▸ **Your goal**
Please return, word for word, the stretch of the data below from the line containing "the green leaf" through the line containing "[(185, 340), (572, 323), (499, 305), (109, 262), (526, 398)]", including both of those lines.

▸ **Listing**
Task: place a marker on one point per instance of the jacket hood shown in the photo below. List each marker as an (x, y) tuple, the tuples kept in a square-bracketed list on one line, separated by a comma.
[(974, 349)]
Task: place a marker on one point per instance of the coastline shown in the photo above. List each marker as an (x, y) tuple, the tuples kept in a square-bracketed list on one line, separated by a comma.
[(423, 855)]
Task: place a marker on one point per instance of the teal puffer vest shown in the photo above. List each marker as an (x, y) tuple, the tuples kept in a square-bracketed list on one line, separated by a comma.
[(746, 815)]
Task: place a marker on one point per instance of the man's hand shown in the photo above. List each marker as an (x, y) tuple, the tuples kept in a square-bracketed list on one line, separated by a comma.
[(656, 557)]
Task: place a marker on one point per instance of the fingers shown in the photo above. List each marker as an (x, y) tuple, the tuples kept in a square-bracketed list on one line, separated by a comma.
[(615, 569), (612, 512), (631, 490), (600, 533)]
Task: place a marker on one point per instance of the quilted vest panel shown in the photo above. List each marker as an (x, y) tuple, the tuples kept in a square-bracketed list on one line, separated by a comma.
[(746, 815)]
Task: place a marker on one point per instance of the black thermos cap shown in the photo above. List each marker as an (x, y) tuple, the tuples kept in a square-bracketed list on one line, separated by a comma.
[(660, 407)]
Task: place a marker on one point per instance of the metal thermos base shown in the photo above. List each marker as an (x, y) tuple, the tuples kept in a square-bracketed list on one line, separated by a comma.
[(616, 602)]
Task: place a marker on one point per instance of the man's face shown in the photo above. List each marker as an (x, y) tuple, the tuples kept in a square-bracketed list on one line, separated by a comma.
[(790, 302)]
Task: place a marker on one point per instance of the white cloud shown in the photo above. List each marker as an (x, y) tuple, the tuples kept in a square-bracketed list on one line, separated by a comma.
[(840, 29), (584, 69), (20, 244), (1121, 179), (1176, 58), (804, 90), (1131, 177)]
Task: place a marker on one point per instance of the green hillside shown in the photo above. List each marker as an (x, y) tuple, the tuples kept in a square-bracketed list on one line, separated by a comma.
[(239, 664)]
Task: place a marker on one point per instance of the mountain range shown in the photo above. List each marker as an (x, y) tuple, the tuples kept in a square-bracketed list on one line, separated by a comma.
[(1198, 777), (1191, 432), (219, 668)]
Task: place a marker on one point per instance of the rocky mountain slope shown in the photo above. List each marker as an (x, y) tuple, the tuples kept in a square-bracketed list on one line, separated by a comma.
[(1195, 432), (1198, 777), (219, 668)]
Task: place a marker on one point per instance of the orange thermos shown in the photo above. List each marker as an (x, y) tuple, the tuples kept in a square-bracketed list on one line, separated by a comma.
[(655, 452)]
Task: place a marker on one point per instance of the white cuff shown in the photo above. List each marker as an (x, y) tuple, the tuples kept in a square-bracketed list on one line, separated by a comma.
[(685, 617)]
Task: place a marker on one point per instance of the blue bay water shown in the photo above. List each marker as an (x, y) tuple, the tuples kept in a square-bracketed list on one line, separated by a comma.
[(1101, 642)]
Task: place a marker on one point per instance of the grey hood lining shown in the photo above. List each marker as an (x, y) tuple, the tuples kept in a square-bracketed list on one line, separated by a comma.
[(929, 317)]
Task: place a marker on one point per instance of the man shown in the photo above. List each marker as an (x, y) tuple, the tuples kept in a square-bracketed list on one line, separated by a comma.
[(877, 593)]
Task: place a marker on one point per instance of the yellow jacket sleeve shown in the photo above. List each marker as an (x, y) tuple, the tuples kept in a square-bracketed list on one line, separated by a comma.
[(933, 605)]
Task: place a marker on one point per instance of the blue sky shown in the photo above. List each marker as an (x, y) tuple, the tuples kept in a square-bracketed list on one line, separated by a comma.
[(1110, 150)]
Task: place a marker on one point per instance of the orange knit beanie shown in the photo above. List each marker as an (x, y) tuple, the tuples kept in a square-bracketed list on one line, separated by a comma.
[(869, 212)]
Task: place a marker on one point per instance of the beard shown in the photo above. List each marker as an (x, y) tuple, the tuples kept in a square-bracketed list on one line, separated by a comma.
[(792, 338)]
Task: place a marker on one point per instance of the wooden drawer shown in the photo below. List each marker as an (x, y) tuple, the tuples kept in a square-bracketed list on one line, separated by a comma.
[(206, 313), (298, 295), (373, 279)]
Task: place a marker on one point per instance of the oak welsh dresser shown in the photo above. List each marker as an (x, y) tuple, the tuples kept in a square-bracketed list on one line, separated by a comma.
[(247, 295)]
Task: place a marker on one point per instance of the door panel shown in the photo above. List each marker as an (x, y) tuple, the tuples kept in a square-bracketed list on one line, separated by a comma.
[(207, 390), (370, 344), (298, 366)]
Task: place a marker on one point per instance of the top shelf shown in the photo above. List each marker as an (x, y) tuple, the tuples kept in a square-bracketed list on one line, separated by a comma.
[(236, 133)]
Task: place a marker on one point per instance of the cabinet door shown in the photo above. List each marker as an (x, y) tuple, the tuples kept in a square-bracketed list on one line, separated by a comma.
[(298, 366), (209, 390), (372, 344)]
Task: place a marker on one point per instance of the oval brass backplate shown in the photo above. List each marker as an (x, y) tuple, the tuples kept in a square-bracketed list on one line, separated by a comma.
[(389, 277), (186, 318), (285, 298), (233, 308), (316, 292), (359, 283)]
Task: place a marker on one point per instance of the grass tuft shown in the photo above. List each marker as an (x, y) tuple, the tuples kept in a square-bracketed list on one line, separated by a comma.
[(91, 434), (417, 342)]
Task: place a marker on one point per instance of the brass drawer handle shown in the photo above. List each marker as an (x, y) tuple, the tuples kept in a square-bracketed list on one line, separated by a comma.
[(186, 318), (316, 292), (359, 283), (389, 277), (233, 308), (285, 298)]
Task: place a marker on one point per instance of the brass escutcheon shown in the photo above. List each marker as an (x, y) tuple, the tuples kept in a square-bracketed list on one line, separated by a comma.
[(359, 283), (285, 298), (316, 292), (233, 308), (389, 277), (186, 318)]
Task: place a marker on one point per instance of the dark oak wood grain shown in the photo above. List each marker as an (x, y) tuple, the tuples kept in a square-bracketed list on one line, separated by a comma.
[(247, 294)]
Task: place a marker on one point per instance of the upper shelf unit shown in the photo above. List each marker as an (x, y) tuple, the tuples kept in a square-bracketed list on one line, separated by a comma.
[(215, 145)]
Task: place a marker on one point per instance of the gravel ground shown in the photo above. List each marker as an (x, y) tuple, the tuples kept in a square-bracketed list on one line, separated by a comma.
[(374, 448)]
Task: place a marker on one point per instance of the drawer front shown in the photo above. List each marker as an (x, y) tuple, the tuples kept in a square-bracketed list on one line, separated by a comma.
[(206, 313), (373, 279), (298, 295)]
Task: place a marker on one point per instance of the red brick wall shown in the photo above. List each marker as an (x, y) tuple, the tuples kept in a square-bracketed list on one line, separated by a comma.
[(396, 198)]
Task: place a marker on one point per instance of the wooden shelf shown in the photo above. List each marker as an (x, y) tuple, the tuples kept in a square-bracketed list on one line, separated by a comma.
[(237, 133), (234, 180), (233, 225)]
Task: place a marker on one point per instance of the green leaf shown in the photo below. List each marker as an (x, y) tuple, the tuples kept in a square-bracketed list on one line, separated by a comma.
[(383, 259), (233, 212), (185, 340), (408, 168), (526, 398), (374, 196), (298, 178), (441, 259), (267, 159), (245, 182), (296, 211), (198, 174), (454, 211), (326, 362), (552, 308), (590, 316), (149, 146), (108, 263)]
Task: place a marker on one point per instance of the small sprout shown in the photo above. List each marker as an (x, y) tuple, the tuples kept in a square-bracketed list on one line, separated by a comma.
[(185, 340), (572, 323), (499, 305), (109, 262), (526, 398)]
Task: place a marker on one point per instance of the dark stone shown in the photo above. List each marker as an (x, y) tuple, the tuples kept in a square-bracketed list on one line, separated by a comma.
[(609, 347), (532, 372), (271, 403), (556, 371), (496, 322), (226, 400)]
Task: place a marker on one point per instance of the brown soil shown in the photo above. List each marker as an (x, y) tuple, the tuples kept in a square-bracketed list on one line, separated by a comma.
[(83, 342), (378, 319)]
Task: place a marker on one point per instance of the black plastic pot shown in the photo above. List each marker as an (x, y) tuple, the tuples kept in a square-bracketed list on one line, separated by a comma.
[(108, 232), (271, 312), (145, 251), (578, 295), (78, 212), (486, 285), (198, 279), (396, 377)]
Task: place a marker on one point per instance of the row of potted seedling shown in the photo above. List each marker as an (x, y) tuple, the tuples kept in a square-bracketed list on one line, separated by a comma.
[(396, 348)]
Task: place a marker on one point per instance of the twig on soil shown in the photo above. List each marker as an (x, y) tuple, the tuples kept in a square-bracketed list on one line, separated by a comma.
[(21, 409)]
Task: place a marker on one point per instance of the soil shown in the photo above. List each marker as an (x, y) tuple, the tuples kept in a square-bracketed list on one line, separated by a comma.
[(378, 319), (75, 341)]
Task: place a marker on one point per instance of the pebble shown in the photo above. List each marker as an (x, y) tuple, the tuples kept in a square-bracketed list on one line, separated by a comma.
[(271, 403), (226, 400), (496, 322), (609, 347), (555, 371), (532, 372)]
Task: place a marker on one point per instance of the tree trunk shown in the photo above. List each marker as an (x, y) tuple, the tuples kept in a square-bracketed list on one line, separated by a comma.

▸ **Answer for this exercise**
Task: place a marker on one point per instance of the green leaf shown in the photo below. List each marker as an (x, y) tuple, the tuples kept in a square-bracketed list on one line, separated by a comma.
[(383, 259), (233, 212), (185, 340), (408, 168), (526, 398), (374, 196), (298, 178), (441, 259), (267, 159), (245, 182), (296, 211), (198, 174), (454, 211), (326, 362), (552, 308), (590, 316), (149, 146), (108, 263)]
Task: place a marker on one point per instance of the small sprout shown in the photo above. List each marker as an (x, y) tuple, the tuples kept in a square-bracketed list on one line, separated by a comma.
[(185, 340), (572, 323), (499, 305), (109, 262), (526, 398)]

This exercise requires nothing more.